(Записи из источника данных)

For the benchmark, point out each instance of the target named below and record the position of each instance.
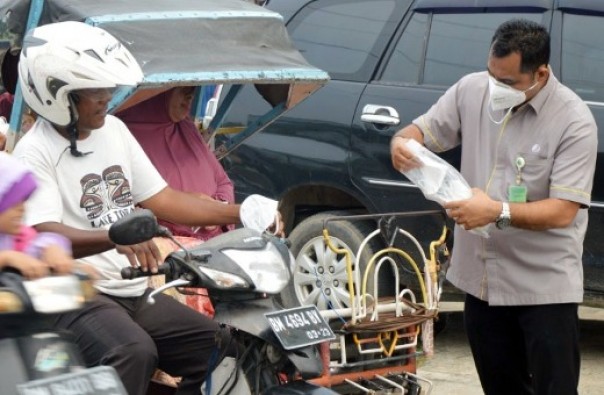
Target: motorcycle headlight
(56, 294)
(267, 267)
(224, 280)
(10, 303)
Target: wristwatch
(505, 218)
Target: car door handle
(383, 115)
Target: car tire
(319, 275)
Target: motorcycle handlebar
(130, 273)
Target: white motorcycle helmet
(59, 58)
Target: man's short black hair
(530, 39)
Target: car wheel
(319, 274)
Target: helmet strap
(72, 128)
(73, 139)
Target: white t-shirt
(90, 192)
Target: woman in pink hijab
(163, 127)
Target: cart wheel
(319, 274)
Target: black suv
(390, 60)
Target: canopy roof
(185, 42)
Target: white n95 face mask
(502, 96)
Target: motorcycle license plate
(101, 380)
(299, 327)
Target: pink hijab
(180, 155)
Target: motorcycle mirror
(135, 228)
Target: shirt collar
(540, 98)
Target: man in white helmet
(92, 172)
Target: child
(21, 247)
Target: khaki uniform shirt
(556, 135)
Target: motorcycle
(34, 359)
(242, 271)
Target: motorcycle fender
(299, 388)
(248, 316)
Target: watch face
(503, 223)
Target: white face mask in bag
(502, 96)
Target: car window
(457, 44)
(341, 37)
(583, 55)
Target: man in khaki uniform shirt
(529, 151)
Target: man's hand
(475, 212)
(144, 255)
(278, 227)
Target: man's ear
(73, 107)
(542, 72)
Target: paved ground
(451, 369)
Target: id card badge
(517, 194)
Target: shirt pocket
(536, 175)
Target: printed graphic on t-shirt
(106, 198)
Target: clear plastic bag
(439, 181)
(258, 212)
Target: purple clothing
(179, 154)
(17, 183)
(6, 105)
(32, 243)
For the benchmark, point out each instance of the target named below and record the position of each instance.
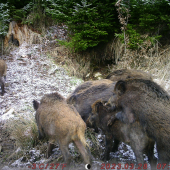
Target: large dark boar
(146, 102)
(131, 134)
(3, 69)
(60, 123)
(124, 74)
(87, 93)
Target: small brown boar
(131, 134)
(146, 102)
(60, 123)
(3, 70)
(124, 74)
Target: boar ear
(120, 87)
(35, 104)
(72, 99)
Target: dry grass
(75, 66)
(148, 58)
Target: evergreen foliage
(91, 23)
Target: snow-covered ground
(30, 75)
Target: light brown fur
(60, 123)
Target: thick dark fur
(131, 134)
(58, 122)
(3, 70)
(87, 93)
(146, 102)
(124, 74)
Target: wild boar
(131, 134)
(124, 74)
(3, 70)
(146, 102)
(90, 91)
(60, 123)
(87, 93)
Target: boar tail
(35, 104)
(5, 70)
(81, 135)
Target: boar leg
(150, 153)
(116, 145)
(82, 151)
(66, 154)
(109, 146)
(2, 86)
(49, 149)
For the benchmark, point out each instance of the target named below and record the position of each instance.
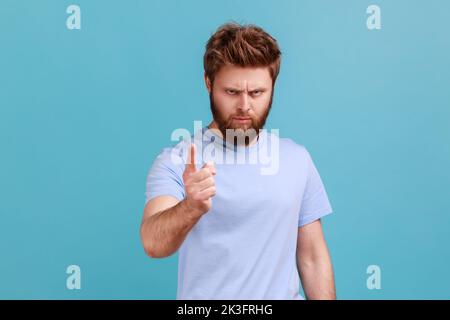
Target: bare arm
(167, 221)
(163, 231)
(314, 263)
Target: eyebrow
(240, 90)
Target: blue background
(84, 112)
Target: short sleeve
(315, 203)
(165, 176)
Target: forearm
(316, 274)
(163, 233)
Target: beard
(241, 132)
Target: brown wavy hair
(244, 46)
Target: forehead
(236, 76)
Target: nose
(244, 102)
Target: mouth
(242, 119)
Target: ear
(207, 83)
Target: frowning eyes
(254, 93)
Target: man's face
(240, 98)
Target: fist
(199, 184)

:: СУТЬ ЗАДАНИЯ ::
Перепишите все строки, начиная со строки, содержащей "Target: eyebrow", и до самого конца строк включительно. Каждую координату в ответах умножьте на 1,35 и округлите до целого (половины округляйте вверх), а строки с названиями целей оставьте без изменений.

:: ОЖИДАЕМЫЙ ОТВЕТ ::
Target: eyebrow
(324, 122)
Target: blue background
(113, 151)
Target: short sleeve
(425, 274)
(223, 238)
Target: forearm
(427, 370)
(220, 315)
Target: beard
(325, 178)
Target: brown wavy hair
(329, 62)
Target: forehead
(319, 103)
Target: nose
(329, 138)
Target: mouth
(327, 161)
Target: ear
(279, 112)
Target: frowning eyes
(343, 126)
Target: man's face
(324, 132)
Target: fist
(269, 248)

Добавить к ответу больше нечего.